Collected data
══════

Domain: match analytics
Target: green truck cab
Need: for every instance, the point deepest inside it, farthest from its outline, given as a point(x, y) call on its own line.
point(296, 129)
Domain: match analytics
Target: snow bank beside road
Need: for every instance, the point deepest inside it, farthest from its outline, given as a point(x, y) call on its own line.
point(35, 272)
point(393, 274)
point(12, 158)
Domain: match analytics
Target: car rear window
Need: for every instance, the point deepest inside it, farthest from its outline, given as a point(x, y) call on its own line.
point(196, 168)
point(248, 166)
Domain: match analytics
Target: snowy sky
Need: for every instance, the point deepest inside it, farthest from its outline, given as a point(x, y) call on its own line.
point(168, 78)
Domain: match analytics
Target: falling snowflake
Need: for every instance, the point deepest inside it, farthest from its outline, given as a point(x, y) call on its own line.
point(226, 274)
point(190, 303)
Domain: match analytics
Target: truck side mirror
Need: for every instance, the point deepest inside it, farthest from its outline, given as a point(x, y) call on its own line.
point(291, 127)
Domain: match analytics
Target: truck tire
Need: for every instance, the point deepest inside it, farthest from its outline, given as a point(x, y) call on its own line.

══════

Written request:
Reproduce all of the entries word for word.

Task response:
Domain: match analytics
Target: green truck cab
Need: for every instance, the point deepest inside it, farthest from its outline, given as a point(x, y) call on its own line.
point(296, 129)
Domain: match analytics
Target: snow bank beside road
Need: for every instance, the point deepest inside it, farthest from its outline, given as a point(x, y) call on its own line.
point(35, 272)
point(393, 274)
point(12, 158)
Domain: match analytics
Target: car rear window
Need: for every instance, the point deepest inside it, farthest from its outline, given as a point(x, y) call on its own line.
point(196, 168)
point(248, 166)
Domain: match analytics
Target: snowy sky
Need: for every instance, the point deepest inside it, farthest from its outline, given as a point(x, y) call on its own line.
point(168, 78)
Domain: match analytics
Target: falling snowflake
Need: for every instance, the point deepest inside it, farthest from its outline, given as a point(x, y) call on its own line.
point(226, 274)
point(190, 303)
Domain: match analytics
Target: truck side mirror
Need: for every instance, the point deepest inside it, farthest from its outline, given as a point(x, y) call on its own line.
point(291, 127)
Domain: match analytics
Target: truck tire
Need: for every instance, the point deepest inside it, farthest from its outline, given as a point(x, y) call on its own line.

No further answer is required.